WHAT IS ASKED = Return every line from the rows below that contains the word "dark", copying each line in full.

ITEMS =
= = =

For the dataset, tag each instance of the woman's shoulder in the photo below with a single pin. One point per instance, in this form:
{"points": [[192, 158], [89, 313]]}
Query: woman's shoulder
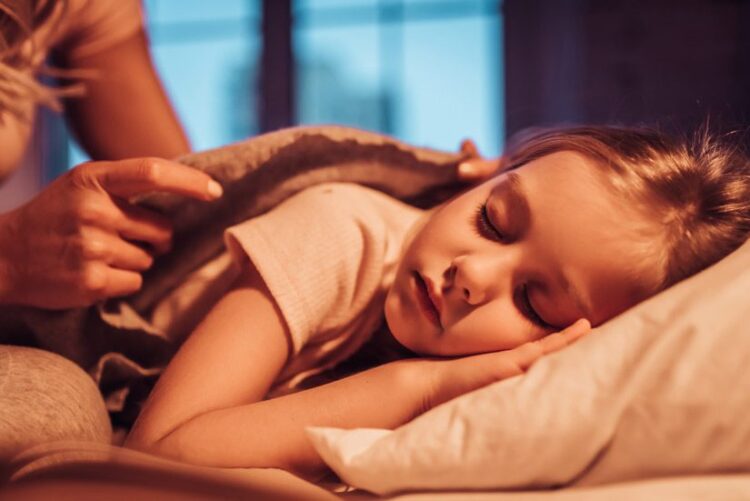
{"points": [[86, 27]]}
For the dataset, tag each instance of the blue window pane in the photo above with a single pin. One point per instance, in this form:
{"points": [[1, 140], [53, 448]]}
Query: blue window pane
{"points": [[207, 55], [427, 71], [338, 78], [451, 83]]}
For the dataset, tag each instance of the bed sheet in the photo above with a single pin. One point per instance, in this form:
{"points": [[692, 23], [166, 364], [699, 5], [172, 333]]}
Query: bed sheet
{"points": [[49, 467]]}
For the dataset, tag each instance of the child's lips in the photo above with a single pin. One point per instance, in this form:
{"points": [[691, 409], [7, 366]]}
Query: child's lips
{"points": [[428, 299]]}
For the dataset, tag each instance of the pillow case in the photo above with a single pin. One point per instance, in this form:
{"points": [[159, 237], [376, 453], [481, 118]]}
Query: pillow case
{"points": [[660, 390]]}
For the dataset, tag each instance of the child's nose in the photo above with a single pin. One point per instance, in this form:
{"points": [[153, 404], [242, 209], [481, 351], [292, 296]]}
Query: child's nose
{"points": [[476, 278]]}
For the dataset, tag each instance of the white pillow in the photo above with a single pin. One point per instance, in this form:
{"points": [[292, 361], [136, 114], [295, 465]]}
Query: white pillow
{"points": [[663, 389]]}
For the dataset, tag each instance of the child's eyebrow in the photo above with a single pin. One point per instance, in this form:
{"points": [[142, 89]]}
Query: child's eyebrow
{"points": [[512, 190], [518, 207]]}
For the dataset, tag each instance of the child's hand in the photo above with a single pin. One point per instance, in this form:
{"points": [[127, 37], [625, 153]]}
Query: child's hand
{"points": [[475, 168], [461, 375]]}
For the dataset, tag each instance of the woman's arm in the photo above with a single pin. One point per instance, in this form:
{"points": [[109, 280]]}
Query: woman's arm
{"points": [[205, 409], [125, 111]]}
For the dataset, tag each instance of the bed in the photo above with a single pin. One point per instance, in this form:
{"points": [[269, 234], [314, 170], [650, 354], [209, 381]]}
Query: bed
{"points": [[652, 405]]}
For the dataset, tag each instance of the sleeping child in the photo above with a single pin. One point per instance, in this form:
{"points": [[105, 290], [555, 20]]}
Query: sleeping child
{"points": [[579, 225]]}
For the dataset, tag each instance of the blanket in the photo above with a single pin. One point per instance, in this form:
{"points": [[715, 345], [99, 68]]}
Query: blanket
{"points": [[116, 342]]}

= = =

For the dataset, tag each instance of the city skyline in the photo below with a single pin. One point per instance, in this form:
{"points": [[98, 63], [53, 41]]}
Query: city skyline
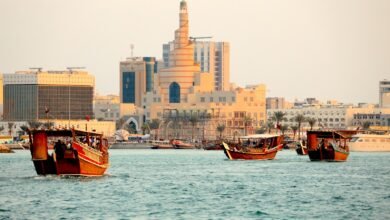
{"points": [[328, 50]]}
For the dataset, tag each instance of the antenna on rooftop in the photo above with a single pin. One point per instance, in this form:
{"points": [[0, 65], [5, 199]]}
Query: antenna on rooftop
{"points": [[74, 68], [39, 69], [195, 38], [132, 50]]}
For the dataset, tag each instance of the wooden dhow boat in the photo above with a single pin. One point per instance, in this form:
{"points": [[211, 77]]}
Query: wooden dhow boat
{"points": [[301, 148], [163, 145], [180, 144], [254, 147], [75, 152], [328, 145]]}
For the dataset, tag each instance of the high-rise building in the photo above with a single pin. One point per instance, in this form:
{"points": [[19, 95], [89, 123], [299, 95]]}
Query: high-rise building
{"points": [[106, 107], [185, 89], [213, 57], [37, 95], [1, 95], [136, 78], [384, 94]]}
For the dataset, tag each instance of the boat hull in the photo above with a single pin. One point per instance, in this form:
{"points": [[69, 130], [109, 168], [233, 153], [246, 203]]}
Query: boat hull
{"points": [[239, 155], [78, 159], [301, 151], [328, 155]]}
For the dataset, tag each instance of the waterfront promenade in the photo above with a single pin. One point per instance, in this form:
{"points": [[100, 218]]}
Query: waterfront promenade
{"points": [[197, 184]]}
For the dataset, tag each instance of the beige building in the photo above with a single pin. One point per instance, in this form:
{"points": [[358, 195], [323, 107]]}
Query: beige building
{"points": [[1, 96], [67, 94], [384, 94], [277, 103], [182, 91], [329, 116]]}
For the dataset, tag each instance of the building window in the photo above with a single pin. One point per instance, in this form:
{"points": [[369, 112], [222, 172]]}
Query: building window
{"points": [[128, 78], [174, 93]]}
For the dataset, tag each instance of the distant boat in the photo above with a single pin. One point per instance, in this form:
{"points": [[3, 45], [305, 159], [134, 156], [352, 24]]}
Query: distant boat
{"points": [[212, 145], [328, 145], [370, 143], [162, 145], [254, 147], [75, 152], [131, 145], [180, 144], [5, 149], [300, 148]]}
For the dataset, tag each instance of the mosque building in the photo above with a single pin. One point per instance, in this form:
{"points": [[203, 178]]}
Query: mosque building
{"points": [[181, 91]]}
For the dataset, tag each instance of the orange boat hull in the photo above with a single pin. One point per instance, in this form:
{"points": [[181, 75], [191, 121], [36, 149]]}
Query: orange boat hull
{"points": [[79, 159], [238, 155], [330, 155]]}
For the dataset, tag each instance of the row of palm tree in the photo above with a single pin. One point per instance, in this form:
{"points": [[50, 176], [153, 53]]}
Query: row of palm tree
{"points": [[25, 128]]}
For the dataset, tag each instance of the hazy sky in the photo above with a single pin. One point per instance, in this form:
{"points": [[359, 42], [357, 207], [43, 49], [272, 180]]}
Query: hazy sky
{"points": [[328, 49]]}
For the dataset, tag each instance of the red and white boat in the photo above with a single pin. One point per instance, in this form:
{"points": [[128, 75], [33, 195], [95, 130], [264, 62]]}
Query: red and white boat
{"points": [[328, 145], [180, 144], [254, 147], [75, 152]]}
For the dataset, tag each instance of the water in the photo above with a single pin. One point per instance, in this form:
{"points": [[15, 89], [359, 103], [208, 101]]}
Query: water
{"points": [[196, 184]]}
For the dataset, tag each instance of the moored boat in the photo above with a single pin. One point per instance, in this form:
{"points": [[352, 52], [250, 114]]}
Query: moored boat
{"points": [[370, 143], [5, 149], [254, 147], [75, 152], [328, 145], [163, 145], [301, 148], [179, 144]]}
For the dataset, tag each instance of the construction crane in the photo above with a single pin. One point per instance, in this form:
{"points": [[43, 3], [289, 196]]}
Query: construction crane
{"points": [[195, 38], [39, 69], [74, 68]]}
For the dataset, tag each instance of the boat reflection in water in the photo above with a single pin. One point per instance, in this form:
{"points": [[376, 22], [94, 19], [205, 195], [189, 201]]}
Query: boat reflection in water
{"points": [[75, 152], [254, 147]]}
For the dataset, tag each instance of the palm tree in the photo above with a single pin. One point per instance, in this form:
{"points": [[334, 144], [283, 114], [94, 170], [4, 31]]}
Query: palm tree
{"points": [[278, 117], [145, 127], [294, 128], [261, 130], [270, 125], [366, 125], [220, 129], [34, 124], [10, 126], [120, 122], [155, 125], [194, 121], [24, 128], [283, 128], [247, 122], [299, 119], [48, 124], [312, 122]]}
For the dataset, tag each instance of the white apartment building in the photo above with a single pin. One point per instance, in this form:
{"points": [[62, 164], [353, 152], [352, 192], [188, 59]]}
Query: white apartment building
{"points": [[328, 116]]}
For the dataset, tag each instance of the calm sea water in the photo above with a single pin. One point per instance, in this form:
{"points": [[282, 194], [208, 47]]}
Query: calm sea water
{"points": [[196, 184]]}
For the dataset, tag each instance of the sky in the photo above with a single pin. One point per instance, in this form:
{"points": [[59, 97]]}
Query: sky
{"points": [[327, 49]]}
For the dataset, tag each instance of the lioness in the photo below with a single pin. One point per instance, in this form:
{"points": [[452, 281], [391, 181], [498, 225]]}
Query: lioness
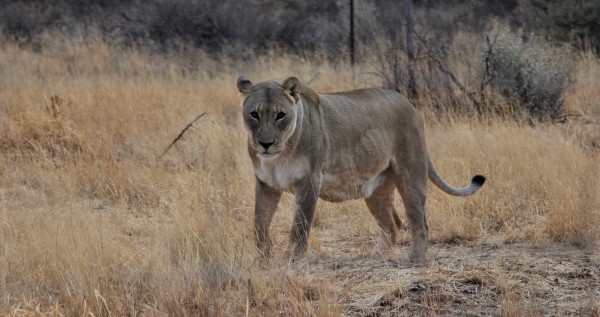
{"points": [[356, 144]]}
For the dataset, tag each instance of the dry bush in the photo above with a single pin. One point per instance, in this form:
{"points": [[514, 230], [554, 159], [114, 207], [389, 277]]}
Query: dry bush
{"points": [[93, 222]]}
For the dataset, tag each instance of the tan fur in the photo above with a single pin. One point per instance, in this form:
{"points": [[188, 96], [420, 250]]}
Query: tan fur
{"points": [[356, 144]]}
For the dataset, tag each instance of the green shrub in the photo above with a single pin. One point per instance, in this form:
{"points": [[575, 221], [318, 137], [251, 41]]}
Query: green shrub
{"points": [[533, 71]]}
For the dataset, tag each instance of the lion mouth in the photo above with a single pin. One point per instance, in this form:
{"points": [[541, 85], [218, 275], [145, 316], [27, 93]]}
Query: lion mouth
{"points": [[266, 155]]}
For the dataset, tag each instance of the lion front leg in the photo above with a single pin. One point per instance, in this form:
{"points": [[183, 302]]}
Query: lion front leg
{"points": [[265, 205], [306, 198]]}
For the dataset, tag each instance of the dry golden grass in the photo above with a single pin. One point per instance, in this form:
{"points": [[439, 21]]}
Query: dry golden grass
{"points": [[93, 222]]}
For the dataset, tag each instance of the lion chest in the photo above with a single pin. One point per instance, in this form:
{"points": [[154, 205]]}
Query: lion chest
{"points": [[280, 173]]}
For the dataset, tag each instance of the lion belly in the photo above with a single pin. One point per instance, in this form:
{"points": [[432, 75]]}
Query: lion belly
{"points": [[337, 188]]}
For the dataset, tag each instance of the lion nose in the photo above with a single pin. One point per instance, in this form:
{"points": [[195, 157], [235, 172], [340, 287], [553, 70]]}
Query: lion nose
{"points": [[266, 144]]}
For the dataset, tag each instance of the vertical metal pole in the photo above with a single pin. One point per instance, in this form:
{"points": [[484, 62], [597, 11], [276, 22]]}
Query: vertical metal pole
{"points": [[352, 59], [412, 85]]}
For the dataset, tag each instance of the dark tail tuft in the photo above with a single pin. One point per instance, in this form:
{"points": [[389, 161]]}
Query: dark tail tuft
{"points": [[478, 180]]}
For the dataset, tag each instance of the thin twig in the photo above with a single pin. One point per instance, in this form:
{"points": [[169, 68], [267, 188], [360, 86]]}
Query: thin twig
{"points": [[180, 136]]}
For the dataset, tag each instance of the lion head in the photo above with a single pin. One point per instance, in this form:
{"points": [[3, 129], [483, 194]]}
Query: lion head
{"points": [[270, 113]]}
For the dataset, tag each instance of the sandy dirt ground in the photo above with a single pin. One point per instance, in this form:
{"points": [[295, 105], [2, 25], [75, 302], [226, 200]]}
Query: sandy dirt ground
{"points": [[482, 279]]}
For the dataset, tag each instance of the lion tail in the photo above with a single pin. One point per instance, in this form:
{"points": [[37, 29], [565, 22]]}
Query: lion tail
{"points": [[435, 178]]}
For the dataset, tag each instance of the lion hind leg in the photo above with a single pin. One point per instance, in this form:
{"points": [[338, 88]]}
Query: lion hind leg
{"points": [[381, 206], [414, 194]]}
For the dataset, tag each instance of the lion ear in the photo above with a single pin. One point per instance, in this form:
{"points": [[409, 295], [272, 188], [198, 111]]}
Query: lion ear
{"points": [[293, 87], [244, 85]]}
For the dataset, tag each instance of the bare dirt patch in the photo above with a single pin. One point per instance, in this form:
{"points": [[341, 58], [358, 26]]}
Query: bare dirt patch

= = =

RESULT OF THIS TASK =
For the dataset, tag each instance of the dark tail tuft in the photo above with a single pin. One point per instance, in this form:
Query: dark tail tuft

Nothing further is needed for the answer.